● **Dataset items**
[Start of Attachment]

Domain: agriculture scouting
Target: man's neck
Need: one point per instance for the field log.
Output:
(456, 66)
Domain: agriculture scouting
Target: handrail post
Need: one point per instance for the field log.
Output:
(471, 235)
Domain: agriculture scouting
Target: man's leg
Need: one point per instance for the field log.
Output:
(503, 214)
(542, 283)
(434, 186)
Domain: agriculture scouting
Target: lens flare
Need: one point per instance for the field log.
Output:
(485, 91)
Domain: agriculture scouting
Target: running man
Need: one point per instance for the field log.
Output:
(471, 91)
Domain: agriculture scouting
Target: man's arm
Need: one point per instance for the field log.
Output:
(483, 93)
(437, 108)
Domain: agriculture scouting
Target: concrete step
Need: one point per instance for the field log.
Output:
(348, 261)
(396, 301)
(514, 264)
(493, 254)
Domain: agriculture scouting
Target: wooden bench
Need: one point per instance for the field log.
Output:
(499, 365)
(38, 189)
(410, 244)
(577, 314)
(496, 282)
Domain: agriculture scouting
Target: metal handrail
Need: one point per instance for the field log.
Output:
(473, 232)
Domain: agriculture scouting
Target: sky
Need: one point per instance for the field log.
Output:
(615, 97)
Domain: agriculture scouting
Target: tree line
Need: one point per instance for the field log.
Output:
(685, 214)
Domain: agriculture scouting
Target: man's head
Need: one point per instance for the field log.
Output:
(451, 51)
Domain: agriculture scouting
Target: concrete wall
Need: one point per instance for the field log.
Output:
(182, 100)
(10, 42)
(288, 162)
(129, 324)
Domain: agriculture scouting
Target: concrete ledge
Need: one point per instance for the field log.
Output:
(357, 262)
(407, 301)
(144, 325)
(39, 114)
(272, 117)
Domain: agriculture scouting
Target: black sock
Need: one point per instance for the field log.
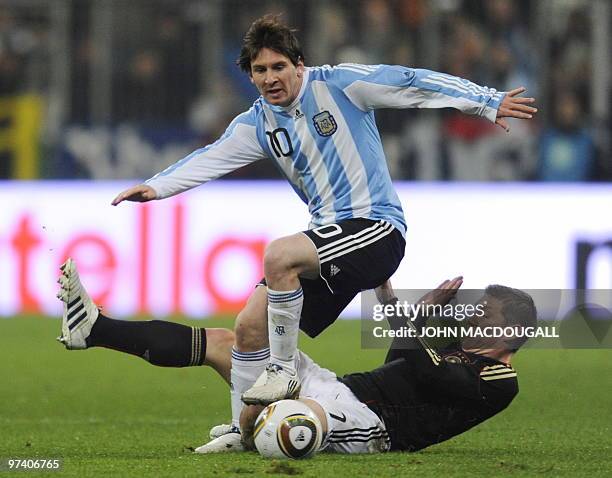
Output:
(161, 343)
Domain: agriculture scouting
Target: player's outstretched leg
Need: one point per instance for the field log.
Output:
(80, 313)
(224, 439)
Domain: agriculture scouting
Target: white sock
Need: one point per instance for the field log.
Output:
(284, 311)
(246, 368)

[End of Attachment]

● **Problem statement**
Filter the data above, keeping only lines that include the string "handrail".

● **Answer for the task**
Target: handrail post
Target: metal handrail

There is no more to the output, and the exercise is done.